#### [作業内容]
コロナ禍の運送を扱う抜粋では、中国の輸出入貨物関連の輸送のうち海運が占める割合はどれくらいとされているか。

#### [原文抜粋]

#####

コロナ禍の運送で、笑う企業と泣く企業

 冒頭のJ社長は、「コロナ禍がはびこる今、一番もうかる会社はどこかと言うと、ワクチンを開発した会社と思う人がほとんどだろう。実はコンテナ製造会社もたいへんもうかっている」と指摘している。

 もちろん、海運会社も、もうかっている。J社長から転送されてきた関連のリポートなどによると、海運業界のコンサルタント会社は、コンテナ運送会社の2021年の営業利益は2019年の15倍になるだろうと見ている。

 中国の国有海運最大手は中国遠洋海運集団(COSCOグループ)だが、同グループの中核上場会社、中遠海運控股(COSCOシッピング)は今年上半年の純利益が371億元(約6335億円)で、平均して毎日2億元(約34億円)のもうけとなる。日本のメディアもこのことに気づき、「売上高、純利益ともに過去最高。新型コロナウイルス禍で運賃が高騰するなか、運航する航路を増やしたことが奏功した」と取り上げている。

 しかし、笑う企業があれば、泣く企業もある。海運会社はもうかっているが、対外貿易関連の会社や製造業に従事する中小企業は泣きたくても涙が出なくなるほど苦しい状態に陥っている。

 世界最大の雑貨の町・義烏は、「泣き組」だ。通常の輸送市場では、海運の価格が最も安い。だから、中国の輸出入貨物関連の輸送の約90%は海運が占めている。しかし、今では海運価格が「中欧班列」と呼ばれる中国とヨーロッパ間の定期列車便の運送価格を上回っている。そのため、多くの荷主は中欧班列による輸送を選択するようになった。最新のデータによると、7月の中欧班列の運行本数は前年同期比8%増の1352本となり、輸送貨物も同15%増の13万1000TEU(標準コンテナ)だった。月に1000本以上の定期列車便の運行は、2020年5月から15カ月も継続している。

 しかし、中欧班列はヨーロッパまでしか貨物を運べず、米国に行くにはやはり海運を利用するほかに選択肢はない。海運を利用する多くの中国輸出会社にとっては、苦しい試練に耐えなければならない日がまだ続いている。

#####

(保存済みデータセット記録)
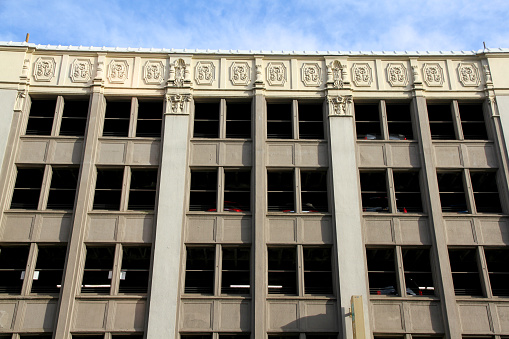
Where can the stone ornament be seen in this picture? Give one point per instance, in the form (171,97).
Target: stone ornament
(276,73)
(468,74)
(117,71)
(433,74)
(177,103)
(338,105)
(204,73)
(311,75)
(153,72)
(81,70)
(397,74)
(362,75)
(240,73)
(44,69)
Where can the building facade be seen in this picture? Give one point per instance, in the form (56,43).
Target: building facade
(235,194)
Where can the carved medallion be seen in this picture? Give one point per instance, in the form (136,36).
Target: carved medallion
(468,74)
(240,73)
(311,74)
(397,74)
(117,71)
(81,70)
(433,74)
(44,69)
(276,73)
(204,73)
(361,75)
(153,72)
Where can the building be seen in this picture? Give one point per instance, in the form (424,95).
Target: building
(239,194)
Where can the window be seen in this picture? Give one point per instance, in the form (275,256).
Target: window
(383,120)
(58,116)
(101,270)
(236,191)
(310,196)
(405,197)
(140,187)
(223,119)
(133,118)
(283,272)
(383,275)
(61,192)
(308,118)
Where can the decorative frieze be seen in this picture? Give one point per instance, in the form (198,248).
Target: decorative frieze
(276,73)
(118,71)
(240,73)
(44,69)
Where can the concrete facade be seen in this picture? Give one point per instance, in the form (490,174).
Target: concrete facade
(241,194)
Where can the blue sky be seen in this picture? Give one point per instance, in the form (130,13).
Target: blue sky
(335,25)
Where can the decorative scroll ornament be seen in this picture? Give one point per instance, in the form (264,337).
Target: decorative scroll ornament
(153,72)
(361,75)
(339,105)
(81,70)
(397,74)
(240,73)
(468,74)
(204,73)
(178,103)
(311,74)
(117,71)
(44,69)
(433,74)
(276,73)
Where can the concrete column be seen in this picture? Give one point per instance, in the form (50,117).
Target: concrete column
(167,245)
(347,212)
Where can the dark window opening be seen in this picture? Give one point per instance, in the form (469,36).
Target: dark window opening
(314,191)
(472,122)
(116,120)
(310,121)
(49,269)
(206,120)
(200,263)
(465,272)
(13,261)
(135,269)
(496,260)
(238,120)
(374,192)
(279,121)
(142,193)
(40,119)
(280,195)
(484,185)
(108,189)
(367,121)
(203,195)
(399,121)
(408,192)
(282,274)
(317,270)
(382,271)
(149,119)
(440,122)
(237,191)
(74,118)
(62,191)
(98,270)
(452,195)
(418,278)
(27,188)
(236,270)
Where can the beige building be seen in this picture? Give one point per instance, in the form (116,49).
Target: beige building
(239,194)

#####

#### [解答]
約90%。